▸ Your assignment
Using the listing below, retype exactly the lines starting at the one with "Target: police cap with badge" and ending at the one with "this form: (956,406).", and include both.

───── Given entries ─────

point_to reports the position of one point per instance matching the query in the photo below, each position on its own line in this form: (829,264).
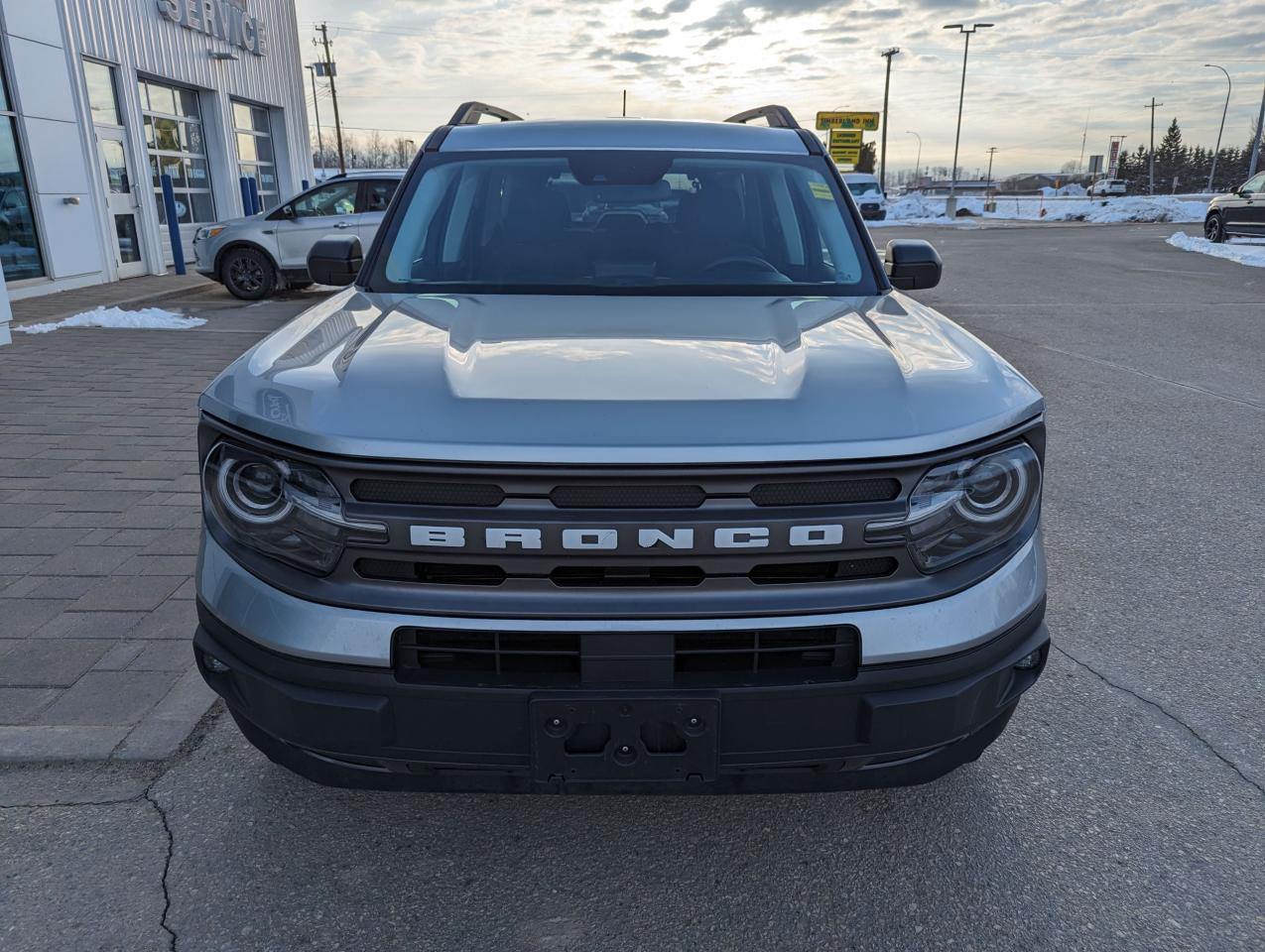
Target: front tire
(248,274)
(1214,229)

─────
───── Given entries ─────

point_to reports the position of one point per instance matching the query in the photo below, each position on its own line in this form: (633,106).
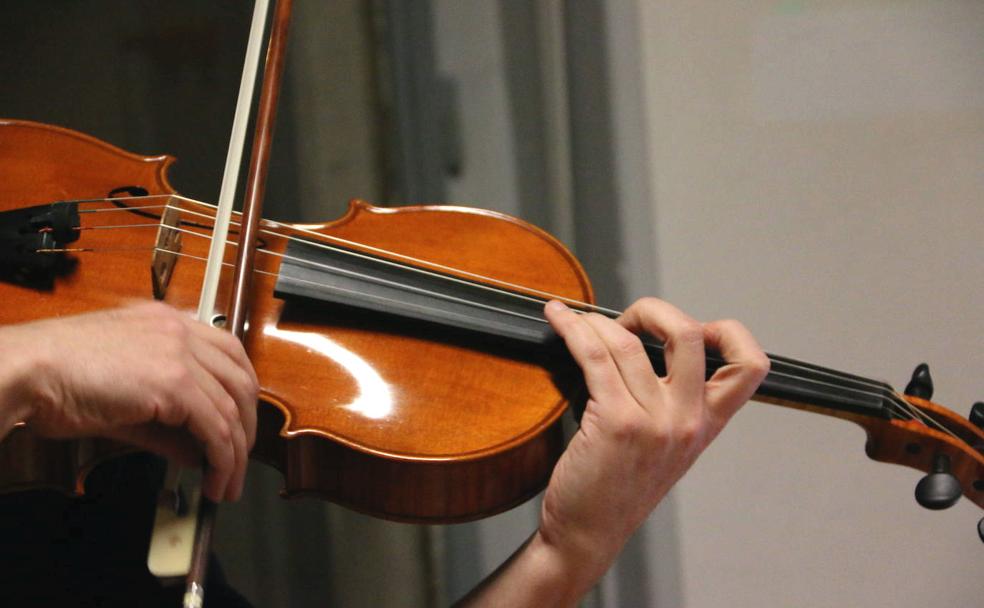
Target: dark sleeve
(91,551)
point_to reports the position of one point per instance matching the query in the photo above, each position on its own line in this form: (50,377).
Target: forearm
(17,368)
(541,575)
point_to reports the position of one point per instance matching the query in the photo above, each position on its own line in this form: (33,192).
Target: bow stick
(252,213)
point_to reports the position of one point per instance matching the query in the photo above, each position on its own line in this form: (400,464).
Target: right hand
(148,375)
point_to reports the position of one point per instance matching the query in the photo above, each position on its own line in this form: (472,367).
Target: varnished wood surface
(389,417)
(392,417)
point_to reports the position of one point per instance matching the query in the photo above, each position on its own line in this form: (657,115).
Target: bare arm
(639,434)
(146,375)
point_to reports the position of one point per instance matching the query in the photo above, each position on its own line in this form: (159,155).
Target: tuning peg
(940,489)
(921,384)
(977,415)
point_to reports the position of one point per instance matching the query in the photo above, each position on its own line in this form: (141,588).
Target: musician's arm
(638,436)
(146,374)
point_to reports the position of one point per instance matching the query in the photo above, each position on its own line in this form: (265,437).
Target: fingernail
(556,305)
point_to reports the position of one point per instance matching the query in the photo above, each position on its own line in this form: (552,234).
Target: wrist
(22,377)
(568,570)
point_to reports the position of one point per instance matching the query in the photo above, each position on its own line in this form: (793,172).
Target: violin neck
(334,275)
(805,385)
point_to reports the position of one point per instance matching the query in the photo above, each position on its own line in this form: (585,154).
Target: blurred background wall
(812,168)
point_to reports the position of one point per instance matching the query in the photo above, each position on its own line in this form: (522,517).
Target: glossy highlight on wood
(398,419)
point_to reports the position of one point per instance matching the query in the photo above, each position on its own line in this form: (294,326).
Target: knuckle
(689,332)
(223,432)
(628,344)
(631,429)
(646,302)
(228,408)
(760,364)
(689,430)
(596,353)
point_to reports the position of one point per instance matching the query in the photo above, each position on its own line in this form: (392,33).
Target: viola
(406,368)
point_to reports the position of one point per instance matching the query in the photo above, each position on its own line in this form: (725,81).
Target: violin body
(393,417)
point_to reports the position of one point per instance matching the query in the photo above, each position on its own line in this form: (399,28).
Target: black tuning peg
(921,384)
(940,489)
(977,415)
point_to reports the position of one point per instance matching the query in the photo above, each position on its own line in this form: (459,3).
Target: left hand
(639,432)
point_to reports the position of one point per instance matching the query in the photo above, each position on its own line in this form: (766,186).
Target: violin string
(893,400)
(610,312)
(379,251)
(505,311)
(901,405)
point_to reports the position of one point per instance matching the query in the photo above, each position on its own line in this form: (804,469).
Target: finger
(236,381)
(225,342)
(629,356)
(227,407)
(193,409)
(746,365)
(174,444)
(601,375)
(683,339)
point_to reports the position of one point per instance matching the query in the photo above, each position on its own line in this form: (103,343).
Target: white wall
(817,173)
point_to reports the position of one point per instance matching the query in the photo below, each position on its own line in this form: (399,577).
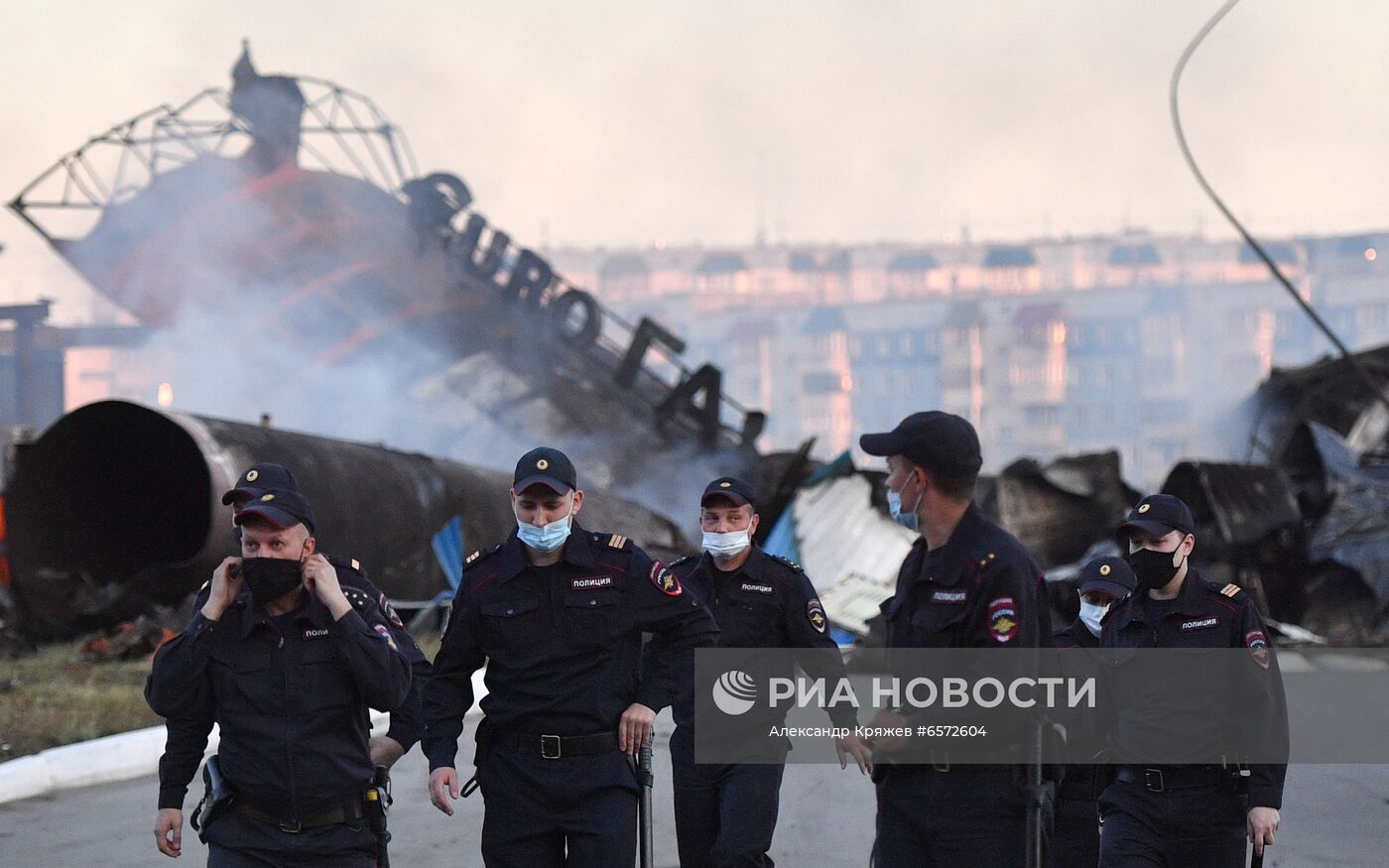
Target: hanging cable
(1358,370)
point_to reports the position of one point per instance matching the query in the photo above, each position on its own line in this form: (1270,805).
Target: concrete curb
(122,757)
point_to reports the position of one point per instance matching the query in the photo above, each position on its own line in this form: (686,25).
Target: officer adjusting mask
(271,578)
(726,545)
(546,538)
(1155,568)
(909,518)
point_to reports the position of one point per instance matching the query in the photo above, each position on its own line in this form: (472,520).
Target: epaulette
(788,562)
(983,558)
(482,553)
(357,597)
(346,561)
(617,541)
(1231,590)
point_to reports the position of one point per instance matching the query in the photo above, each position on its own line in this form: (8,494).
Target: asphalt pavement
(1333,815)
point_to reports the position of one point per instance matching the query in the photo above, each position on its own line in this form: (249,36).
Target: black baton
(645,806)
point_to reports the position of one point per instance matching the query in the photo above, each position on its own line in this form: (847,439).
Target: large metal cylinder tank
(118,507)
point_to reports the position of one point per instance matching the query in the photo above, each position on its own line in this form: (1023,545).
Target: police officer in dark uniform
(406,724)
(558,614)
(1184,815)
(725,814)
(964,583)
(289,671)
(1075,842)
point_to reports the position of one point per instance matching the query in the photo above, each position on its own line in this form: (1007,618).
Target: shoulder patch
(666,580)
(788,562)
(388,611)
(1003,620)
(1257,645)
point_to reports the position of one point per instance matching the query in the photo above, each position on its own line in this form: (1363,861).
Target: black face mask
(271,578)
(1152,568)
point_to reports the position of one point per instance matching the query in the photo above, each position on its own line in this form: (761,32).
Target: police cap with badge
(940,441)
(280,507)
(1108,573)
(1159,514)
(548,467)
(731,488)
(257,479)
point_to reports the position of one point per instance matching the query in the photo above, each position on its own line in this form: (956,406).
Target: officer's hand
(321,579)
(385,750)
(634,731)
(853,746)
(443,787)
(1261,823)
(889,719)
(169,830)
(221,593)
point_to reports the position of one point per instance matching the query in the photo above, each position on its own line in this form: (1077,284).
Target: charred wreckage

─────
───── Given entries ─────

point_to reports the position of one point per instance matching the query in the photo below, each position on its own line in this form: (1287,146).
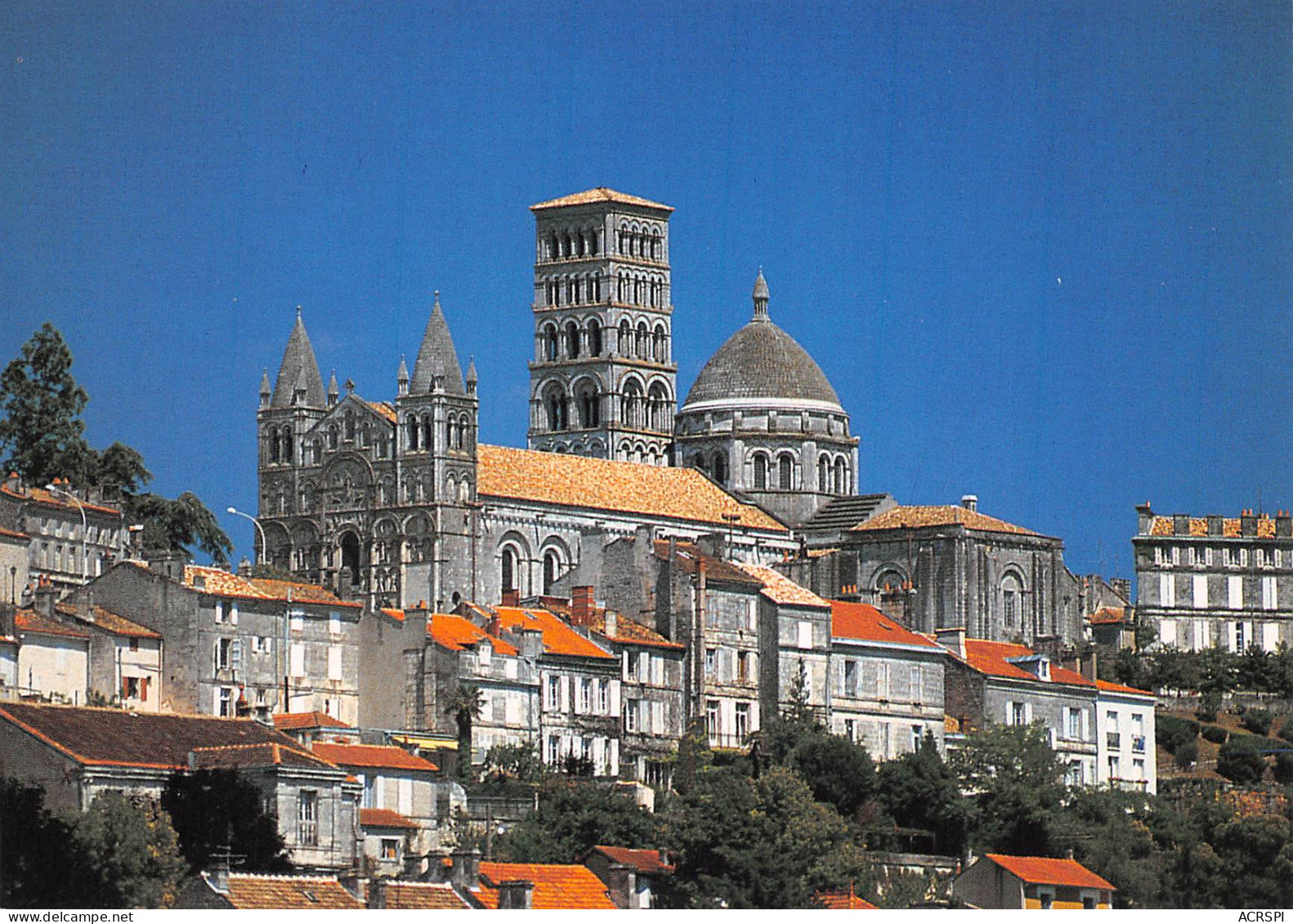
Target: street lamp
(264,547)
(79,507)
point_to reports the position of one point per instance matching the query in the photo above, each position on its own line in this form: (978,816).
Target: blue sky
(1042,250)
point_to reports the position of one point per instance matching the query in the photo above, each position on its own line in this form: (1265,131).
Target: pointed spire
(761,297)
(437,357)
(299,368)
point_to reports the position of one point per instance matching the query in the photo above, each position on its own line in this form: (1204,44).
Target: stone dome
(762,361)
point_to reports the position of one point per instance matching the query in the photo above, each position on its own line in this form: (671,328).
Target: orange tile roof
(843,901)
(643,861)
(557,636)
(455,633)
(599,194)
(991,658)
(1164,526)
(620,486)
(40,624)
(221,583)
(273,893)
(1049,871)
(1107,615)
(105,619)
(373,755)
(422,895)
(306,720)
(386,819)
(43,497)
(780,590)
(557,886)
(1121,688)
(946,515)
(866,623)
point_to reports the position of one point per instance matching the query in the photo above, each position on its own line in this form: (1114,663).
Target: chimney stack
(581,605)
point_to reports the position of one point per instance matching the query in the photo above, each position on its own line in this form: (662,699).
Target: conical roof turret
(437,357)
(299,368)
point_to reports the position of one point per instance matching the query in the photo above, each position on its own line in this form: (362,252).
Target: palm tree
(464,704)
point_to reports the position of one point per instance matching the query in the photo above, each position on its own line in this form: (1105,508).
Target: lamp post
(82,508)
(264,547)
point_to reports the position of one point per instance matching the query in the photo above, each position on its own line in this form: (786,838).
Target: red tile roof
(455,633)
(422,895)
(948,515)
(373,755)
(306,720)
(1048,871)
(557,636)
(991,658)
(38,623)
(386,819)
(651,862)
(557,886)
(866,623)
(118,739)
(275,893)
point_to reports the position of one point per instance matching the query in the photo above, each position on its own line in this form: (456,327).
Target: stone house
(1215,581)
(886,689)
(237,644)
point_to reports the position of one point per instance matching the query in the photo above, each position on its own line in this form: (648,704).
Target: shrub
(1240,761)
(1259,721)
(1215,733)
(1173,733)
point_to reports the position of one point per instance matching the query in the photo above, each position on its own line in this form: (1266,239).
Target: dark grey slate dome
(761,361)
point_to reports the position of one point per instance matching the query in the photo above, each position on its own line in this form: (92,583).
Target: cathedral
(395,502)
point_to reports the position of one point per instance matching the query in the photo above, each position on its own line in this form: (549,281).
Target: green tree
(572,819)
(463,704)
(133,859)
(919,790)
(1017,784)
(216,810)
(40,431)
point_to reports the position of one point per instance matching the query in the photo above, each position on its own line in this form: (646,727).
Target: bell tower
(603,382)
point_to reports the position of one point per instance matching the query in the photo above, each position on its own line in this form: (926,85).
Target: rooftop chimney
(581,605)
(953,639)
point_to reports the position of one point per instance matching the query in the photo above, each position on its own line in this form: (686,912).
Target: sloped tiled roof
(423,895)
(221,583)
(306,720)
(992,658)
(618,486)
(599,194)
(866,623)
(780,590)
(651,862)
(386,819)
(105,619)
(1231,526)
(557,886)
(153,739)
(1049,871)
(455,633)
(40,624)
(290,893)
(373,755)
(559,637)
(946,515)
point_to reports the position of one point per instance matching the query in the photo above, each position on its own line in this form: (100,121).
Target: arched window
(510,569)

─────

▸ Answer space
Target: police cap with badge
(940,441)
(280,507)
(1108,573)
(1159,514)
(548,467)
(731,488)
(257,479)
point_to reports the position of one point per instance matching the query in the photo above, each position on its own line in this form: (956,406).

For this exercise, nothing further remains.